## Task prompt
"Study the photograph above. For every instance of the red" appears in one line of the records below. Output that line and each one after it, exactly, through the last line.

## Records provided
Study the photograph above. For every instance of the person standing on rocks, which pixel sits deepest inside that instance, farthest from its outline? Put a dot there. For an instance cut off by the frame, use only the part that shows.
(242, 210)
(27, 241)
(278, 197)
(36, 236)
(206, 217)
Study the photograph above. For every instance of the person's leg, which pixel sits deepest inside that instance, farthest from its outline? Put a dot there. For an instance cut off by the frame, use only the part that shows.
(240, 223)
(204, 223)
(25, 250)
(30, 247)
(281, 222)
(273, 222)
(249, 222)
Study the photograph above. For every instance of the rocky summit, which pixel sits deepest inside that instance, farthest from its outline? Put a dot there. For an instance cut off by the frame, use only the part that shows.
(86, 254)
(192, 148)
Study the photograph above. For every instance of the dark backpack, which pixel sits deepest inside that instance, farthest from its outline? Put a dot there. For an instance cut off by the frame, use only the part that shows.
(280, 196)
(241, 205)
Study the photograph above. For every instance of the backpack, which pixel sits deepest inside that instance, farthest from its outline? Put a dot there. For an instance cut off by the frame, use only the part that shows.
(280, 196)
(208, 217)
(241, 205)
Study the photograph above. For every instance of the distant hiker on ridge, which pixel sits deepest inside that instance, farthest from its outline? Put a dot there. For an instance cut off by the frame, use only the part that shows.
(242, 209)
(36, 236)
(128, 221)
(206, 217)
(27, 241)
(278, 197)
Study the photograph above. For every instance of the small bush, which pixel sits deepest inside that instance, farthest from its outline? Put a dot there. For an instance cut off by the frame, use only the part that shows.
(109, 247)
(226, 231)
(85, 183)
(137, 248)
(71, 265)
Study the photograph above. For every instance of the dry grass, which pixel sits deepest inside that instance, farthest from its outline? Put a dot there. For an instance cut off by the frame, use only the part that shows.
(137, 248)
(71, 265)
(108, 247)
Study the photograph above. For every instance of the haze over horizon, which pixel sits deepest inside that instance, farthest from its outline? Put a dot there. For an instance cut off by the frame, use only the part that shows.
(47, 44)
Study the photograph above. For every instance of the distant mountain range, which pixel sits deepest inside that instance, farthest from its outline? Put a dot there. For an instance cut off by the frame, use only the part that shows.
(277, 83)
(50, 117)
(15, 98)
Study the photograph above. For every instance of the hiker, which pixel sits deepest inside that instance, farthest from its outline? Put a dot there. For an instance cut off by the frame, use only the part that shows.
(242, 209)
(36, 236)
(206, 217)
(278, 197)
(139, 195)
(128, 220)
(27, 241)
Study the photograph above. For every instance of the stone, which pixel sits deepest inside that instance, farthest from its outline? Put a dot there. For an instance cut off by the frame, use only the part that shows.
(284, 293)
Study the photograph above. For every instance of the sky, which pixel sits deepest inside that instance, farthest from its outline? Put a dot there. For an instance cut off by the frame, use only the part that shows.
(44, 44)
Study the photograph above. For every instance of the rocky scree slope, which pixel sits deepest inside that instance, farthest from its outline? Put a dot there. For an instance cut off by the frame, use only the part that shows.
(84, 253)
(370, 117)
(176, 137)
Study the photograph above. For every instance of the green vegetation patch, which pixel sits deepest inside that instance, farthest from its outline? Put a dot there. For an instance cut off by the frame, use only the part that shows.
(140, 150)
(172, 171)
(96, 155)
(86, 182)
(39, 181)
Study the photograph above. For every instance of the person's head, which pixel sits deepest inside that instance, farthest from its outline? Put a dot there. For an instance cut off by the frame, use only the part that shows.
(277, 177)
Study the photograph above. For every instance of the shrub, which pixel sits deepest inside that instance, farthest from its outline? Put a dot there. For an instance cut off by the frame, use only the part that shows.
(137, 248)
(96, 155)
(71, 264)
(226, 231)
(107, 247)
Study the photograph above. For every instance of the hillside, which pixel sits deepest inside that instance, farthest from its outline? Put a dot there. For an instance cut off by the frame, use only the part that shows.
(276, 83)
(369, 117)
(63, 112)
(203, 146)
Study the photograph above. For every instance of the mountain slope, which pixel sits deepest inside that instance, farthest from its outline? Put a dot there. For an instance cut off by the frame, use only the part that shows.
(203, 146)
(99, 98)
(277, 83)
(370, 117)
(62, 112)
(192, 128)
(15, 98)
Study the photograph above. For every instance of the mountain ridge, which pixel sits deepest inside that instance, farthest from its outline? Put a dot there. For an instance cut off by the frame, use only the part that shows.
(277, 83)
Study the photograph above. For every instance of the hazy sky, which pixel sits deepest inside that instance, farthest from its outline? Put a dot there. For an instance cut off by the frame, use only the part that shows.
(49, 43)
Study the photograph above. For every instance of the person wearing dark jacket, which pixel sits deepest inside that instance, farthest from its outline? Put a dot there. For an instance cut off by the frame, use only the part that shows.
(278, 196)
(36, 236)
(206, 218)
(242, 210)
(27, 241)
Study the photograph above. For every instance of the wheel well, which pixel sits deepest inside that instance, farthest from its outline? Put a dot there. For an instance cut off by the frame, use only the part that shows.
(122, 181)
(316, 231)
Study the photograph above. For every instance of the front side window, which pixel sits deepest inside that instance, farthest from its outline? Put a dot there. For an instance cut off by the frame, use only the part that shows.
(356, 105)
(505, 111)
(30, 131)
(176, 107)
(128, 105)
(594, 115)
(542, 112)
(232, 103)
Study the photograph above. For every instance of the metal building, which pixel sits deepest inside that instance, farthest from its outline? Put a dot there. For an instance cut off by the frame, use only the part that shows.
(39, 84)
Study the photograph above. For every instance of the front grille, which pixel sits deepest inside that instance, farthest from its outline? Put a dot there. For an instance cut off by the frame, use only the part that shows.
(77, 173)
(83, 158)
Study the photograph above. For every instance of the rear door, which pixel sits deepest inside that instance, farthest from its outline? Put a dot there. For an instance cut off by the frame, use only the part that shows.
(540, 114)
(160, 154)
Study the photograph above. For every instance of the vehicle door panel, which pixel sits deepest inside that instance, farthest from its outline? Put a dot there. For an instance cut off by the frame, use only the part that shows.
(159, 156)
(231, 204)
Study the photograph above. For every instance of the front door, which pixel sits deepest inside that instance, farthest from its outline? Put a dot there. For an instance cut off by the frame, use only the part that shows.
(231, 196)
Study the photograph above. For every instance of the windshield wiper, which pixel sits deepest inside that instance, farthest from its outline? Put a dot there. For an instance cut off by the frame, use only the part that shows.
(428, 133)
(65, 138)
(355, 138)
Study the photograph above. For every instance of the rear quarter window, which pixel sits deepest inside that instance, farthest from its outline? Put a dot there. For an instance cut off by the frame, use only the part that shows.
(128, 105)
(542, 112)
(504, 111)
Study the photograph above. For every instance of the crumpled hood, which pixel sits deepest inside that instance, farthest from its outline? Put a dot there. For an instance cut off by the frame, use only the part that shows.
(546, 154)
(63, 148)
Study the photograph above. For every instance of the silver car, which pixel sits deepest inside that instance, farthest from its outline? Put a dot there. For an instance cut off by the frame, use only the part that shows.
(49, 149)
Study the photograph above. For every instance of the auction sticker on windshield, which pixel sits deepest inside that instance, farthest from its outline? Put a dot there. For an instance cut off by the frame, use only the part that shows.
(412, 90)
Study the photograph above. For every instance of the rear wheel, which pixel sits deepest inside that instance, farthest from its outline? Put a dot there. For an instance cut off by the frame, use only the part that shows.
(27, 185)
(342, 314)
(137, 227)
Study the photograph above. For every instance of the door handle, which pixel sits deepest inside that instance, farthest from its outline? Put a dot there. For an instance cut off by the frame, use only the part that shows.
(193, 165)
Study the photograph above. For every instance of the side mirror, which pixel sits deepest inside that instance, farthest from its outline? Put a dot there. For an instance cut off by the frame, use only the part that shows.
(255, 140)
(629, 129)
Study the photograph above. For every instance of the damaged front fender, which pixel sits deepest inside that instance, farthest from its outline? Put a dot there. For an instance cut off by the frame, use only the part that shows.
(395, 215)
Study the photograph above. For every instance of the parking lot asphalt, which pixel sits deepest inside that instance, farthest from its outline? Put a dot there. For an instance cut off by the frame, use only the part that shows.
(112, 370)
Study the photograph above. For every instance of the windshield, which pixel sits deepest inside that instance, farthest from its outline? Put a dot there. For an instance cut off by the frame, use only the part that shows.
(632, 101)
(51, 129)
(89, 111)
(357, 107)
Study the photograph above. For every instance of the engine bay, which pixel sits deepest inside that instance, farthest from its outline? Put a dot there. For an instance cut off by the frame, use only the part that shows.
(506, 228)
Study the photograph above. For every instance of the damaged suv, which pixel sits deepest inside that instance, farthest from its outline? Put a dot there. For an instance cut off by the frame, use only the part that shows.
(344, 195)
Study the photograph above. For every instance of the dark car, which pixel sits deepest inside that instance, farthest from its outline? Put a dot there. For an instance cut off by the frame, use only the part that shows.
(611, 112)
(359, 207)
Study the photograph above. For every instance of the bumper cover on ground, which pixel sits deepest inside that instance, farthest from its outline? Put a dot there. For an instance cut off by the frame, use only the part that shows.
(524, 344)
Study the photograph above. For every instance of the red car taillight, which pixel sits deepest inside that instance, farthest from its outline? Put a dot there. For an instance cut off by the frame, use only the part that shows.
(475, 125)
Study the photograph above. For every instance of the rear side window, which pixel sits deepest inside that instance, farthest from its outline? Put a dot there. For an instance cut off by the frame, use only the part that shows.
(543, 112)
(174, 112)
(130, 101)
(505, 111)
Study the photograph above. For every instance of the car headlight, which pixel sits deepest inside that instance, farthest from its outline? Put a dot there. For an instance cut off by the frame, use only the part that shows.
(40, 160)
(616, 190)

## Reply
Study the photograph above. For every instance of the red car taillight, which pixel sits deepest inside that instance, farthest from its outline? Put a dot there. For an instance cut off by the frame, use only the part that shows.
(475, 125)
Study the photograph above. For every instance of the rear side window, which pixel sits deepest inside that instance, farthest from its outline? Put a dot there. For an instance cut off by the frame, use only the part that shows.
(543, 112)
(174, 112)
(130, 101)
(505, 111)
Study the photograph above. For every instance of the car headlight, which pixel sits deepest inside that instance, farthest from its outline? Put a dot there. For an instance cut off by the frame, use only the part that shows.
(40, 160)
(616, 190)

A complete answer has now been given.